**Exercise task A**
Copy the part of the Spark Counter API comment from "I can see some" to "be quite tricky.".

**Text section**
================
You are viewing a plain text version of this content. The canonical link for it is here.
Posted to issues@spark.apache.org by "Andrew Ash (JIRA)" <ji...@apache.org> on 2014/11/14 09:55:33 UTC
[jira] [Commented] (SPARK-603) add simple Counter API

    [ https://issues.apache.org/jira/browse/SPARK-603?page=com.atlassian.jira.plugin.system.issuetabpanels:comment-tabpanel&focusedCommentId=14212017#comment-14212017 ] 

Andrew Ash commented on SPARK-603:
----------------------------------

Hi Anonymous (not sure how you can read this but...),

I'm not sure how a counters API could solve the delayed evaluation problem and be fundamentally different from the existing Accumulator feature.  You'd have to make accessing a counter force evaluation of every RDD it's accessed from, and you'd have issues with recomputing the RDD later on when it's actually needed, causing a duplicate access.

I can see some kind of API that offers a hook into the RDD evaluation DAG, but that operates at a stage level rather than an operation level (for example multiple maps are pipelined together) so the mapping for available hook points wouldn't be 1:1 with RDD operations, which would be quite tricky.

I don't see a way to implement what you propose with Counters without compromising major parts of the Spark API contract (RDD laziness) so propose to close.  Especially given that I haven no way to contact you given your information doesn't appear on the prior Atlassian Jira either: https://spark-project.atlassian.net/browse/SPARK-603

[~rxin] are you ok with closing this?

> add simple Counter API
> ----------------------
>
>                 Key: SPARK-603
>                 URL: https://issues.apache.org/jira/browse/SPARK-603
>             Project: Spark
>          Issue Type: New Feature
>            Priority: Minor
>
> Users need a very simple way to create counters in their jobs.  Accumulators provide a way to do this, but are a little clunky, for two reasons:
> 1) the setup is a nuisance
> 2) w/ delayed evaluation, you don't know when it will actually run, so its hard to look at the values
> consider this code:
> {code}
> def filterBogus(rdd:RDD[MyCustomClass], sc: SparkContext) = {
>   val filterCount = sc.accumulator(0)
================
**Stored records**
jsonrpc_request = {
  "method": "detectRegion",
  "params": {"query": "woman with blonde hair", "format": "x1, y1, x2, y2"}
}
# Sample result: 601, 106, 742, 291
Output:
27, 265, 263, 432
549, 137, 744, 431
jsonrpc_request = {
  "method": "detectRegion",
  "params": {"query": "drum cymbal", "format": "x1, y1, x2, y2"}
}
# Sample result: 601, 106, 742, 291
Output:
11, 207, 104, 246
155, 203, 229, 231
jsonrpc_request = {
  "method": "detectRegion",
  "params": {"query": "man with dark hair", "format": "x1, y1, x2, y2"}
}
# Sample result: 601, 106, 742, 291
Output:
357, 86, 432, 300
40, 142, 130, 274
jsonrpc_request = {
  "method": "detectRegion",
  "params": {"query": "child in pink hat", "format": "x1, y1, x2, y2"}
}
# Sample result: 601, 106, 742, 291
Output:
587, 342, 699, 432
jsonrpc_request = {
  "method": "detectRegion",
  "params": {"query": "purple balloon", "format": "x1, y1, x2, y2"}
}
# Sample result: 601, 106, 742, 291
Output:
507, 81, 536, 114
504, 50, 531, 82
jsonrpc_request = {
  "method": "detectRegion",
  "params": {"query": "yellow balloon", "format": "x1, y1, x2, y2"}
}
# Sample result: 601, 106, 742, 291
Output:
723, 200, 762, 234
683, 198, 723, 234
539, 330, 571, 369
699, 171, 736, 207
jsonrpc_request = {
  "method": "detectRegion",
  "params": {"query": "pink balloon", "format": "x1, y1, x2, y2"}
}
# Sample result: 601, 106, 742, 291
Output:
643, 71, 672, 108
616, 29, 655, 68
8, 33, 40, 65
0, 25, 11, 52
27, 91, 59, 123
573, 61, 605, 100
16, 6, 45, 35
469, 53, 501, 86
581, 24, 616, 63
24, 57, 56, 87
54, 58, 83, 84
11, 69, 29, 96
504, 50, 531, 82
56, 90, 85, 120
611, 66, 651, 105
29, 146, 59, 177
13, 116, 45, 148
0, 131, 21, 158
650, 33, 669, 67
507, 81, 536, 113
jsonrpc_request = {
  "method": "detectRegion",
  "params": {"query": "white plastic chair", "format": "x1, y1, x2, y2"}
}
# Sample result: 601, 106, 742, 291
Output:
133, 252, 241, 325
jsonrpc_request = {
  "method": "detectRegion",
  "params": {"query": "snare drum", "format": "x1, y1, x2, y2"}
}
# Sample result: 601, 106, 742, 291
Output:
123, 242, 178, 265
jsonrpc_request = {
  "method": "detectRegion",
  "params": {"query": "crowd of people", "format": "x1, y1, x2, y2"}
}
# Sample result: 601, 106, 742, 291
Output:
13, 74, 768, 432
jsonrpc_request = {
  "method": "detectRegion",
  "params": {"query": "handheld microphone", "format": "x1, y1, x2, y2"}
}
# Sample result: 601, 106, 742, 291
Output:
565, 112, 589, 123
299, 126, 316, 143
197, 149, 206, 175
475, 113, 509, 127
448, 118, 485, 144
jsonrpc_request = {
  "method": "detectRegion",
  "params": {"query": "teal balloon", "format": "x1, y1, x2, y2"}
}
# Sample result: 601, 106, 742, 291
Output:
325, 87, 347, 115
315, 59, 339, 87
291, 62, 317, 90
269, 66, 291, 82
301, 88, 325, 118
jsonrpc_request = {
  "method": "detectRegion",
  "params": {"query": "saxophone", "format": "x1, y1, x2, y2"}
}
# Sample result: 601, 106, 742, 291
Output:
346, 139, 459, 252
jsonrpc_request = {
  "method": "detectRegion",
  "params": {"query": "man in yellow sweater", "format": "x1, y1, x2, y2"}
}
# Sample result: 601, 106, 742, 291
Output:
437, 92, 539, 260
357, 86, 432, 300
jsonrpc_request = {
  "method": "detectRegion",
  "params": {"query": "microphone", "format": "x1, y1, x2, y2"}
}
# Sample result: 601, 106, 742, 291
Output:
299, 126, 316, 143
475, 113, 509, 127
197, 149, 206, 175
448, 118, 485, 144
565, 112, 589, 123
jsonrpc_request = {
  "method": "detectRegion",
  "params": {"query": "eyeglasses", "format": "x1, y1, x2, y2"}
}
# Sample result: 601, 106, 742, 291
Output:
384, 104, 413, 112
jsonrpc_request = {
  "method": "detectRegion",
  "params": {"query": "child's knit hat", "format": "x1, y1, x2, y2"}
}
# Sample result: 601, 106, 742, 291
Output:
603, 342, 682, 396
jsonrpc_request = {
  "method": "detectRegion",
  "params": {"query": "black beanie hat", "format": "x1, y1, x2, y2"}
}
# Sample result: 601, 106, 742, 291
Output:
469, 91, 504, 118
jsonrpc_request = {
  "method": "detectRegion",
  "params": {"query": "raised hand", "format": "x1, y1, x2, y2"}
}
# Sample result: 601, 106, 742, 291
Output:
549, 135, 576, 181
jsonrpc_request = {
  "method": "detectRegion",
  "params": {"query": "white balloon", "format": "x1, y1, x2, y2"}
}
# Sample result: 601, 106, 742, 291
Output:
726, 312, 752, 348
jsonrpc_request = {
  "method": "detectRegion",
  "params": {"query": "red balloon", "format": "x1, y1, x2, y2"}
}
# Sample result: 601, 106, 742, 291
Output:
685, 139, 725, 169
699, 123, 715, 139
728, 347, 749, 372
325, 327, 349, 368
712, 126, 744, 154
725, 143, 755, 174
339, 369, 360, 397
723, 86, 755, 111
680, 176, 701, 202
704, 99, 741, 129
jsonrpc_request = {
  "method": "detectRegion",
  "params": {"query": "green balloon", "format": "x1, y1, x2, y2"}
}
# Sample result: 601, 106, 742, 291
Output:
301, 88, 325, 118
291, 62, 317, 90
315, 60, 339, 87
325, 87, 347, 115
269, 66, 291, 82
================
**Exercise task B**
Put the lines of the records, from the first line to the line with "155, 203, 229, 231" (both included), into a numbered list, leaving out blank lines.

**Written answer A**
I can see some kind of API that offers a hook into the RDD evaluation DAG, but that operates at a stage level rather than an operation level (for example multiple maps are pipelined together) so the mapping for available hook points wouldn't be 1:1 with RDD operations, which would be quite tricky.

**Written answer B**
1. jsonrpc_request = {
2.   "method": "detectRegion",
3.   "params": {"query": "woman with blonde hair", "format": "x1, y1, x2, y2"}
4. }
5. # Sample result: 601, 106, 742, 291
6. Output:
7. 27, 265, 263, 432
8. 549, 137, 744, 431
9. jsonrpc_request = {
10.   "method": "detectRegion",
11.   "params": {"query": "drum cymbal", "format": "x1, y1, x2, y2"}
12. }
13. # Sample result: 601, 106, 742, 291
14. Output:
15. 11, 207, 104, 246
16. 155, 203, 229, 231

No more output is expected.